> _TEXT PASSAGE_
Or at least, I have it written on my schedule.

Happy school days everyone!

Weekly Menu

Friday, August 18th, 2006

Links:

Weekly Menu and Fried Zucchini

Monday, August 14th, 2006

Sometimes I get an uncontrollable urge to fry something. I say uncontrollable because if a girl were to be logical, she might envision herself standing in front of a boiling pot of oil in hundred-degree heat and be able to talk herself into something less, well, hot. Perhaps it’s my southern blood forcing its will right through any sensible notion of health, or comfort. Or perhaps I’ve just eaten one too many salads. Either way, when the urge strikes, nothing will do but to whip up a batch of fried something or the other, and zucchini is what I had in my fridge.

[Stored items]
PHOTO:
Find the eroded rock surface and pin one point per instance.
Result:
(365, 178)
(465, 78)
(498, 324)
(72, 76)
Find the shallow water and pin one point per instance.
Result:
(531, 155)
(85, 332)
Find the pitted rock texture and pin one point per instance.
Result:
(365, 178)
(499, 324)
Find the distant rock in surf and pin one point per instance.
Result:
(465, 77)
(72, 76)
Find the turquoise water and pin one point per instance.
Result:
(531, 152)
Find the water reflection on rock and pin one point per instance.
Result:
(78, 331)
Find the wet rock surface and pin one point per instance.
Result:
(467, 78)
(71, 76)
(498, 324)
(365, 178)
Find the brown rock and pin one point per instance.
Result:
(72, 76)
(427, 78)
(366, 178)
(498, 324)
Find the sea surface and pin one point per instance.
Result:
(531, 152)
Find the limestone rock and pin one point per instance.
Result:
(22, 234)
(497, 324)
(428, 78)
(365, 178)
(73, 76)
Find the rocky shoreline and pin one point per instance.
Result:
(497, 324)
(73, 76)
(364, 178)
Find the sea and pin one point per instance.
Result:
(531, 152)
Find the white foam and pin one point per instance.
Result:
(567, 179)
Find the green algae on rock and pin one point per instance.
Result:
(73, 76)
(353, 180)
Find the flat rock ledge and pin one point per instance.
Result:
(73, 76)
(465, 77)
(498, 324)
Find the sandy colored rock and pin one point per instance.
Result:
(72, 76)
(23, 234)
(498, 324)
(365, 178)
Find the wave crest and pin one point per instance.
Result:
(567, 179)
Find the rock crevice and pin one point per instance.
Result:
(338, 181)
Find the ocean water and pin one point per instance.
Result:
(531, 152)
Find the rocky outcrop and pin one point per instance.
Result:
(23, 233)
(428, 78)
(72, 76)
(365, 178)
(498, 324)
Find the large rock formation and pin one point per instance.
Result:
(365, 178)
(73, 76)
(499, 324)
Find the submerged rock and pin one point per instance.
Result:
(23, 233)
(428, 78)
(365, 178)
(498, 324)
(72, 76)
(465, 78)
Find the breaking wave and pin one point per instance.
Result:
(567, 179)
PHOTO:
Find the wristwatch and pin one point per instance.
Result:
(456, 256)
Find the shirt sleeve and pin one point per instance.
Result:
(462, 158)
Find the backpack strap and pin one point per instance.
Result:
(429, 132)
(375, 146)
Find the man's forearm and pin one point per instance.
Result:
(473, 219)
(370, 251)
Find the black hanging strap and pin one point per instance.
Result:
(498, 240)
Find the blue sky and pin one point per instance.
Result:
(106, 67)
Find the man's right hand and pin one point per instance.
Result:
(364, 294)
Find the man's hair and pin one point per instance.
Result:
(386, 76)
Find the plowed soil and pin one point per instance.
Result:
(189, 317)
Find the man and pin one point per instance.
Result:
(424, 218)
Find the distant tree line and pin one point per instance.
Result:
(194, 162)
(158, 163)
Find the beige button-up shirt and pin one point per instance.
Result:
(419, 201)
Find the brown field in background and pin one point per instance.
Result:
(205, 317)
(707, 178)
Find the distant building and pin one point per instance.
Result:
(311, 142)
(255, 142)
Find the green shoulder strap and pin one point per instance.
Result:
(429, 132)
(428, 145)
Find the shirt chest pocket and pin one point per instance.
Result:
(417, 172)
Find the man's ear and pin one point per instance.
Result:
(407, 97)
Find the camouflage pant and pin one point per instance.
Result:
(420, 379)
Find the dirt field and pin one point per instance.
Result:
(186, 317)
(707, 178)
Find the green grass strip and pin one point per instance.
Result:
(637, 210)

> _INSTRUCTIONS FOR THE TASK_
Continue the fried zucchini blog post, starting right after its final sentence.

> _RESULT OF THE EXERCISE_
And, because Barbara is collecting recipes that feature local ingredients for this month’s Spice Is Right, I used locally ground spices — cayenne and paprika — in the batter. Both the cayenne and paprika are made from red peppers — one spicy, the other sweet — grown and ground by Papa Tom Bonnecaze Farms, who I see every Saturday morning at the market (they also make the best pepper jelly in town). The zucchini is straight from another Louisiana farmer just down the road, the buttermilk came from a local dairy, so besides the flour, seasoned salt, and oil, this dish is completely south Louisiana. And, of course, as far as techniques go, you can’t get more locally southern than frying.

These crunchy little spears are a cross between fried dill pickles–popular at state fairs around these parts–and some eggplant fries I had once at a restaurant. The zucchini held up nicely–it turns very soft, but doesn’t fall apart–and I love the mild flavor of the vegetable dressed up by the spices in the batter. Comeback sauce would, I’m sure, make a delightful dipping sauce for fried zucchini, but it’s not necessary in my opinion.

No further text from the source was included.